:: DATASET RECORDS ::
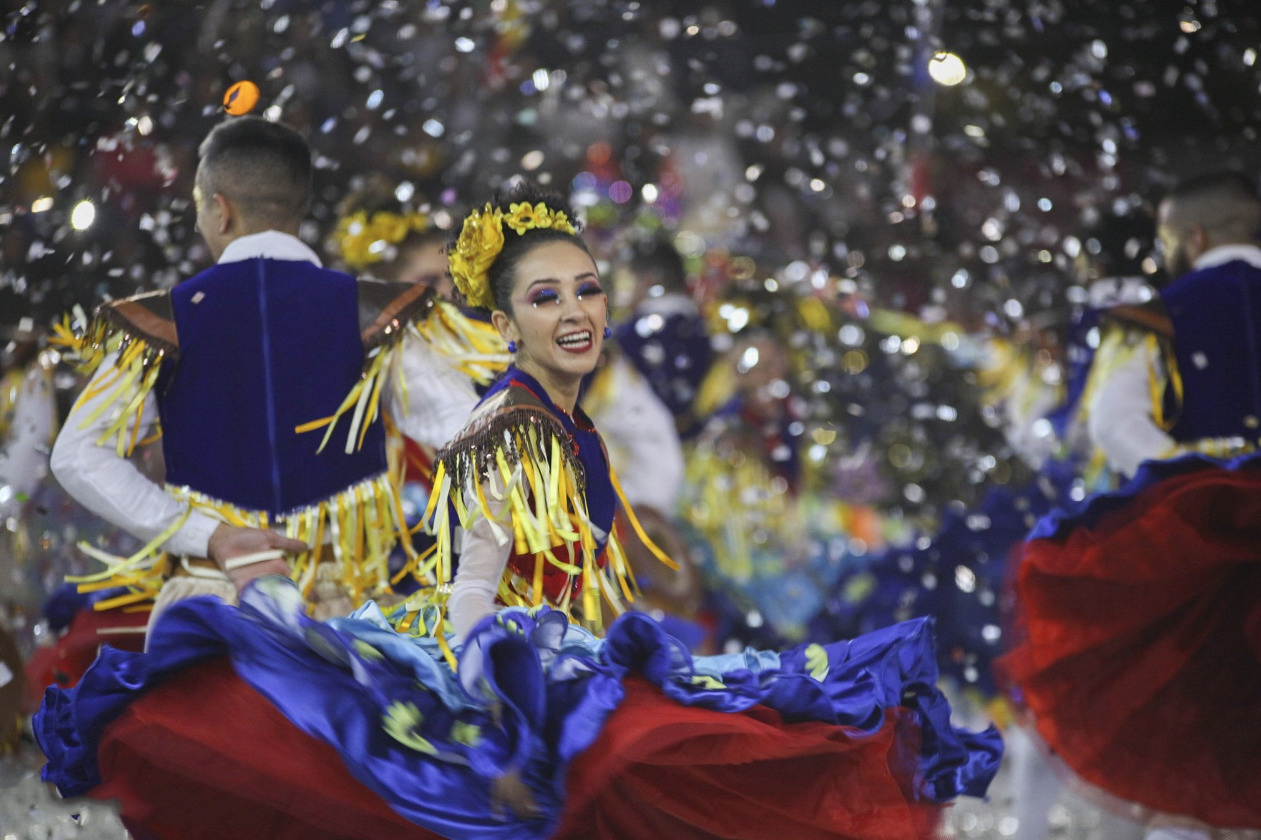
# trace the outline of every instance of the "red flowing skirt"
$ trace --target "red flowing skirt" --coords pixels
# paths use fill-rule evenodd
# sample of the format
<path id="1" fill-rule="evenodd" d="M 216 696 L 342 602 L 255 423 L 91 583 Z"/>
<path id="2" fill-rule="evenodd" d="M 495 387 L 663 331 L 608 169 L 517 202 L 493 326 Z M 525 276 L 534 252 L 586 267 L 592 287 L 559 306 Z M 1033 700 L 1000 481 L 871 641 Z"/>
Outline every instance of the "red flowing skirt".
<path id="1" fill-rule="evenodd" d="M 570 766 L 566 840 L 903 840 L 938 813 L 909 804 L 909 713 L 858 737 L 785 724 L 757 707 L 723 714 L 671 702 L 647 682 Z M 899 744 L 902 745 L 899 747 Z M 178 674 L 107 729 L 94 798 L 117 799 L 137 840 L 429 840 L 298 730 L 227 660 Z"/>
<path id="2" fill-rule="evenodd" d="M 39 708 L 44 686 L 69 688 L 78 685 L 88 666 L 96 660 L 101 645 L 119 650 L 144 650 L 148 611 L 79 610 L 70 627 L 49 647 L 37 648 L 26 663 L 26 712 Z"/>
<path id="3" fill-rule="evenodd" d="M 1108 794 L 1261 828 L 1261 470 L 1205 468 L 1024 546 L 999 662 Z"/>

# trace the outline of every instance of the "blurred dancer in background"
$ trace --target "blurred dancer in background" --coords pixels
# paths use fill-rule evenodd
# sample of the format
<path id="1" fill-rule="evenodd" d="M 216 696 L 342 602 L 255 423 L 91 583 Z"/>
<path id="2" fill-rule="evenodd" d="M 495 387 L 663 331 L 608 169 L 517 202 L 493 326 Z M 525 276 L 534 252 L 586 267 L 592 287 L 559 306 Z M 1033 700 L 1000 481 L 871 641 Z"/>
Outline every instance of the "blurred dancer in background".
<path id="1" fill-rule="evenodd" d="M 1261 828 L 1261 200 L 1239 173 L 1161 202 L 1174 280 L 1110 311 L 1090 429 L 1132 478 L 1043 519 L 1002 660 L 1072 770 L 1155 836 Z M 1188 834 L 1189 832 L 1189 834 Z"/>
:::
**EXERCISE AIM:**
Give back all the material exactly, with no pictures.

**REPLY TO THE TASK:**
# trace the outline of every instance of the "red flowing skirt"
$ trace --target "red flowing skirt" --coords pixels
# paths use fill-rule evenodd
# sample of the format
<path id="1" fill-rule="evenodd" d="M 216 696 L 342 602 L 255 423 L 91 583 Z"/>
<path id="2" fill-rule="evenodd" d="M 495 387 L 663 331 L 608 169 L 517 202 L 493 326 Z M 525 276 L 534 252 L 586 267 L 592 287 L 559 306 Z M 1033 700 L 1000 481 L 871 641 Z"/>
Outline every instance of the "red flowing skirt".
<path id="1" fill-rule="evenodd" d="M 570 766 L 566 840 L 903 840 L 938 813 L 909 804 L 909 713 L 858 737 L 785 724 L 757 707 L 723 714 L 671 702 L 647 682 Z M 899 744 L 902 745 L 899 747 Z M 178 674 L 107 729 L 94 798 L 117 799 L 137 840 L 429 840 L 298 730 L 227 660 Z"/>
<path id="2" fill-rule="evenodd" d="M 39 708 L 44 686 L 69 688 L 78 685 L 88 666 L 96 660 L 101 645 L 119 650 L 144 650 L 148 611 L 79 610 L 70 627 L 49 647 L 37 648 L 26 663 L 26 712 Z"/>
<path id="3" fill-rule="evenodd" d="M 1108 794 L 1261 828 L 1261 470 L 1205 468 L 1024 546 L 999 662 Z"/>

# trace the outline of every instance of the "blurred dancer in background"
$ trace --target "blurred dancer in background" --coords pixels
# paths use fill-rule evenodd
# sample of the format
<path id="1" fill-rule="evenodd" d="M 216 696 L 342 602 L 255 423 L 91 583 Z"/>
<path id="2" fill-rule="evenodd" d="M 495 387 L 663 331 L 608 169 L 517 202 L 493 326 Z M 525 276 L 534 252 L 586 267 L 592 287 L 559 306 Z M 1033 700 L 1000 481 L 871 641 Z"/>
Outline every instance of the "blurred dancer in background".
<path id="1" fill-rule="evenodd" d="M 1261 828 L 1261 200 L 1239 173 L 1161 202 L 1174 280 L 1110 311 L 1090 429 L 1132 478 L 1043 519 L 1002 660 L 1072 770 L 1155 836 Z M 1188 834 L 1189 832 L 1189 834 Z"/>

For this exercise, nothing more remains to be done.